# Provided entries

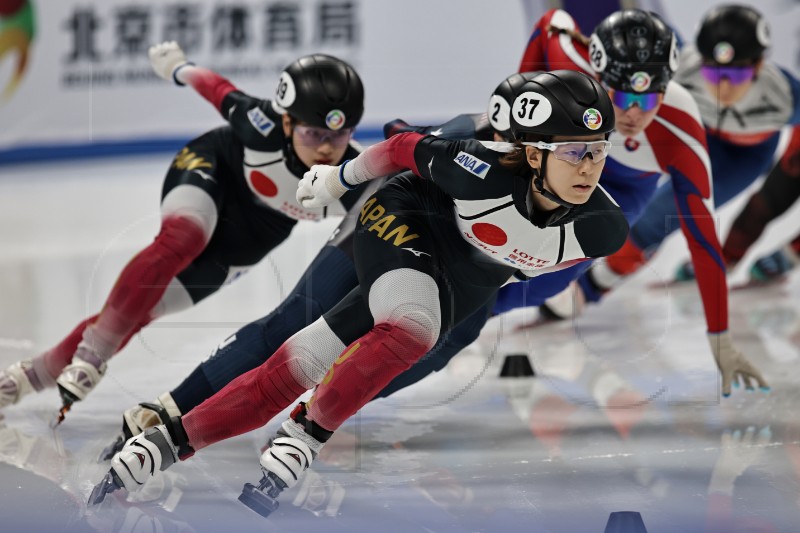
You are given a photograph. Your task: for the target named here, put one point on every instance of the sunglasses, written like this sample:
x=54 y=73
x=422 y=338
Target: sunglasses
x=714 y=74
x=313 y=137
x=574 y=152
x=645 y=101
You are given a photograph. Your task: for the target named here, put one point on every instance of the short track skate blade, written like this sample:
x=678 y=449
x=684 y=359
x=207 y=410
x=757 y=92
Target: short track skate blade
x=256 y=500
x=112 y=449
x=109 y=484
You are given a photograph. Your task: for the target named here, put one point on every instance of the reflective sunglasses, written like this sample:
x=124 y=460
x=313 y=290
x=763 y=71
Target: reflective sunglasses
x=314 y=137
x=714 y=74
x=574 y=152
x=645 y=101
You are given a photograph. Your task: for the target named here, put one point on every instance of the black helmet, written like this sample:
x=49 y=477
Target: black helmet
x=733 y=33
x=561 y=102
x=634 y=51
x=502 y=98
x=321 y=91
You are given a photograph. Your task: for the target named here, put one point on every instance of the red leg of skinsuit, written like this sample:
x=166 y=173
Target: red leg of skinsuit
x=253 y=399
x=138 y=289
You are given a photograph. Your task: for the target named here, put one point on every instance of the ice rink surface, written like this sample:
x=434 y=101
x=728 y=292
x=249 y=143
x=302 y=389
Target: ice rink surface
x=623 y=415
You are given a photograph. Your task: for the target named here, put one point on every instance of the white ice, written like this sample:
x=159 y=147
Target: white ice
x=464 y=450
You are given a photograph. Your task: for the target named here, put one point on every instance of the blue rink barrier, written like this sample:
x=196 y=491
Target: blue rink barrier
x=59 y=152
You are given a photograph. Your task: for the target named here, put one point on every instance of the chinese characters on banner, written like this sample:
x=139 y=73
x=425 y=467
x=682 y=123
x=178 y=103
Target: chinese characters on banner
x=108 y=41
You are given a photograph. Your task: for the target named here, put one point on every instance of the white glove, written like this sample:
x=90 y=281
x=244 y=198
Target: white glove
x=733 y=365
x=166 y=58
x=320 y=186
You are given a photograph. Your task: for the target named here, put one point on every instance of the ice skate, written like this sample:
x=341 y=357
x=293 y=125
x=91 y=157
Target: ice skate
x=136 y=419
x=15 y=383
x=772 y=267
x=282 y=463
x=685 y=272
x=81 y=376
x=139 y=460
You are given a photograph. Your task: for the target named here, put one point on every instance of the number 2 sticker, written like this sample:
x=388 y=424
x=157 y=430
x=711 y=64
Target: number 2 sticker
x=531 y=109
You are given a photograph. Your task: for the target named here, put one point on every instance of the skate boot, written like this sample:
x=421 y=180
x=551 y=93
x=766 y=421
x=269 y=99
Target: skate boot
x=17 y=381
x=283 y=463
x=136 y=419
x=139 y=460
x=685 y=272
x=81 y=376
x=772 y=267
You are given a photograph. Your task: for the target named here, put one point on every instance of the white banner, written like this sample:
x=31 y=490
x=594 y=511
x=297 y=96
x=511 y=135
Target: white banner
x=74 y=72
x=87 y=77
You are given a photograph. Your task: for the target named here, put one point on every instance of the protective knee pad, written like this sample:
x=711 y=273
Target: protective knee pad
x=407 y=300
x=176 y=298
x=295 y=313
x=188 y=201
x=627 y=260
x=313 y=351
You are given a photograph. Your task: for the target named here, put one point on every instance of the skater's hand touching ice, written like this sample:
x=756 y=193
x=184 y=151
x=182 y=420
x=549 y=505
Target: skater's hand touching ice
x=322 y=185
x=166 y=59
x=734 y=366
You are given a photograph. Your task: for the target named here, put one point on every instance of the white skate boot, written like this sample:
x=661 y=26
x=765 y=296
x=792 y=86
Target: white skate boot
x=81 y=376
x=284 y=462
x=136 y=419
x=15 y=383
x=138 y=461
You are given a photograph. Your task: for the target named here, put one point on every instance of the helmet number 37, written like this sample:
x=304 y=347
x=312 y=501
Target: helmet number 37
x=531 y=109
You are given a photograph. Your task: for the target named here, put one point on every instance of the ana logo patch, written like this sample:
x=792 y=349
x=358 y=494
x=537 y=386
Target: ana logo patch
x=472 y=164
x=723 y=52
x=260 y=121
x=762 y=33
x=673 y=54
x=592 y=118
x=640 y=81
x=335 y=119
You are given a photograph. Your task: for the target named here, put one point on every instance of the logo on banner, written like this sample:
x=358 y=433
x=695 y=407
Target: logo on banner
x=17 y=29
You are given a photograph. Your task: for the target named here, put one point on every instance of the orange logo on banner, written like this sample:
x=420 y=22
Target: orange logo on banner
x=16 y=34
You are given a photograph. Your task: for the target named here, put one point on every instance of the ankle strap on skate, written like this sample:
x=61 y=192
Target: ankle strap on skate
x=309 y=426
x=179 y=437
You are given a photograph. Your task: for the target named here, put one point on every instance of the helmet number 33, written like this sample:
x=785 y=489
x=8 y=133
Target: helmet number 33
x=531 y=109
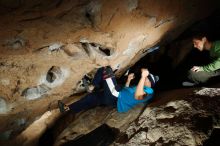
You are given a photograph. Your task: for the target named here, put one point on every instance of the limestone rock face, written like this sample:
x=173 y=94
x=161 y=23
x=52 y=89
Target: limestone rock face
x=187 y=121
x=47 y=46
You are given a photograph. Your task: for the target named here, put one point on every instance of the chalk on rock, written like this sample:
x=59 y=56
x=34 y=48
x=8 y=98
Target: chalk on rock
x=35 y=92
x=16 y=43
x=3 y=106
x=55 y=46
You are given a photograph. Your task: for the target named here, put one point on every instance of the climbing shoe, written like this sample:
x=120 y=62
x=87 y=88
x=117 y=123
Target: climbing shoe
x=61 y=106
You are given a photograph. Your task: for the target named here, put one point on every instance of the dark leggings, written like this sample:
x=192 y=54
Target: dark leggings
x=101 y=97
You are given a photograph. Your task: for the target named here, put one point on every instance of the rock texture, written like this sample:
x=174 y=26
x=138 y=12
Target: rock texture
x=47 y=46
x=187 y=121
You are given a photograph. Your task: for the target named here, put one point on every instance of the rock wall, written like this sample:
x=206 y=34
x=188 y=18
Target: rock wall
x=48 y=46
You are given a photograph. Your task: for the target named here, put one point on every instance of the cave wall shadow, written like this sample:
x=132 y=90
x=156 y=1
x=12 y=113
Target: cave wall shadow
x=172 y=77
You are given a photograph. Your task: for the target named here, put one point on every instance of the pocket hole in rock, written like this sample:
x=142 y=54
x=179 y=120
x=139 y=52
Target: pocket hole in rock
x=53 y=74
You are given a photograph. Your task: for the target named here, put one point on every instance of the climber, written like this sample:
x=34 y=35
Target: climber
x=111 y=95
x=201 y=74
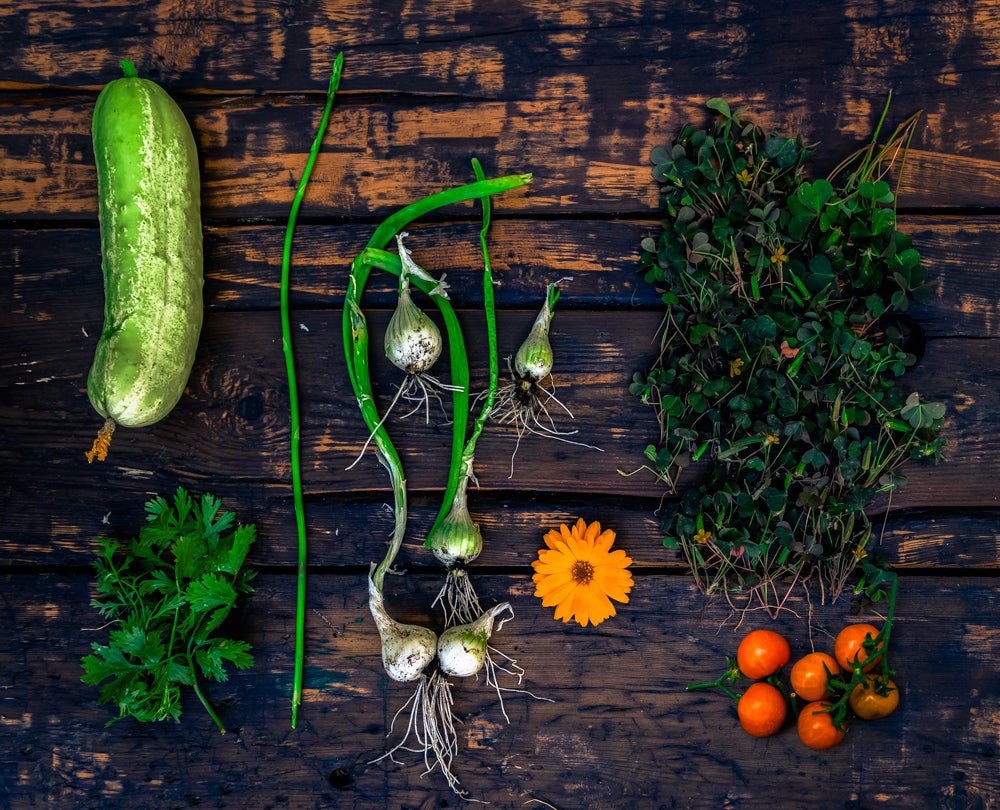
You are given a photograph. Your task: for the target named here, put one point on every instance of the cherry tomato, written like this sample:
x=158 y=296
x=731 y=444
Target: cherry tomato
x=809 y=675
x=762 y=710
x=868 y=704
x=816 y=728
x=848 y=649
x=762 y=653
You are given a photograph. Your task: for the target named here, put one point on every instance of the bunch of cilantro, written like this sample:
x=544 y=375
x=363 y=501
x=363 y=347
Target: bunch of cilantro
x=165 y=593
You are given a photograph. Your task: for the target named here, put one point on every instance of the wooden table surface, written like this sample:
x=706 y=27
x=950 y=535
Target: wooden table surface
x=577 y=94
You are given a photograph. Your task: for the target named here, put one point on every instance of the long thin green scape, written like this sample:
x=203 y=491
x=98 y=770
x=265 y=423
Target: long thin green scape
x=293 y=400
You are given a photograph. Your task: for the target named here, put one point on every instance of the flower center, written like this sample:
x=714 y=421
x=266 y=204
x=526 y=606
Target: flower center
x=582 y=572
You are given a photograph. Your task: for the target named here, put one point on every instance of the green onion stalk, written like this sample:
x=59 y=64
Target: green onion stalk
x=408 y=650
x=455 y=539
x=286 y=344
x=524 y=401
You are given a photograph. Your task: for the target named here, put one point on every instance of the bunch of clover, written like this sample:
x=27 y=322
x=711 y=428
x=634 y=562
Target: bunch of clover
x=780 y=351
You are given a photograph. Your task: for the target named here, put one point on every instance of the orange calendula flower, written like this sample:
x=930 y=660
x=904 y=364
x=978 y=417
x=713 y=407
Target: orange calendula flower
x=580 y=574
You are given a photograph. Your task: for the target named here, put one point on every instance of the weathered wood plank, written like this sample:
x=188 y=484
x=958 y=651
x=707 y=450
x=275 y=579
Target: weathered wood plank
x=379 y=157
x=229 y=433
x=627 y=739
x=238 y=395
x=53 y=270
x=628 y=64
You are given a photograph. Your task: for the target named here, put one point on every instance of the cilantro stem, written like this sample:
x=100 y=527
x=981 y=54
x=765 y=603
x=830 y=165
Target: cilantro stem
x=286 y=343
x=202 y=698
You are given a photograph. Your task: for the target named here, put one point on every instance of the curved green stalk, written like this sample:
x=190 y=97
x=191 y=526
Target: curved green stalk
x=286 y=344
x=390 y=262
x=355 y=335
x=491 y=325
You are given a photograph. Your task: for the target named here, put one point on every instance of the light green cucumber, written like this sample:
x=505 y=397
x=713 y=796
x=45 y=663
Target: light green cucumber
x=150 y=215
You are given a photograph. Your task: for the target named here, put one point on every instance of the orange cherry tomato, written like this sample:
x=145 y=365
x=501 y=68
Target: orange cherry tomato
x=762 y=653
x=809 y=675
x=762 y=710
x=868 y=704
x=848 y=649
x=816 y=728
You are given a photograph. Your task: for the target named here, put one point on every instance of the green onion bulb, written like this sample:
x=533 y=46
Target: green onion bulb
x=462 y=650
x=533 y=360
x=412 y=340
x=456 y=539
x=407 y=649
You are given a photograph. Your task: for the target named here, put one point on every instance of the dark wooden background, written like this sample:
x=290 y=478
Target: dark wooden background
x=577 y=93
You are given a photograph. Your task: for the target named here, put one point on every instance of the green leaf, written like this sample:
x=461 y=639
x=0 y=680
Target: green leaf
x=166 y=592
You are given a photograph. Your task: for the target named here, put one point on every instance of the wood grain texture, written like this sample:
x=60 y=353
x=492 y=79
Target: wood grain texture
x=631 y=738
x=577 y=94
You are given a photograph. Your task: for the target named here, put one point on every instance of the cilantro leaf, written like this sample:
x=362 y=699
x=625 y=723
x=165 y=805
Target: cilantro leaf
x=166 y=592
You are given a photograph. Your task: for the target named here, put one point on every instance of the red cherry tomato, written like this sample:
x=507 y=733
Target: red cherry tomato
x=762 y=710
x=809 y=675
x=848 y=648
x=762 y=653
x=816 y=728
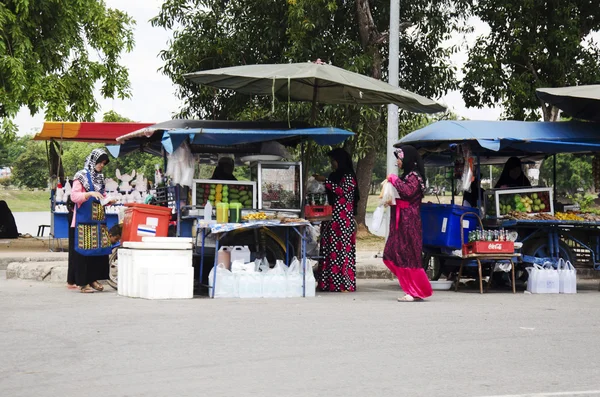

# Directions
Copy the lines starting with the one containing "of the long" and going on through the one containing "x=582 y=572", replacing "flower center" with "blossom center" and leaving everything else unchanged.

# Correct output
You are given a photograph. Your task: for the target named here, put one point on every instance of the long thin green scape, written like this sample:
x=203 y=491
x=98 y=770
x=265 y=423
Target: long thin green scape
x=293 y=400
You are given a photograph. Your task: for the target named here, put one point on every instance of the blossom center, written like this sample:
x=714 y=421
x=266 y=204
x=526 y=606
Target: blossom center
x=582 y=572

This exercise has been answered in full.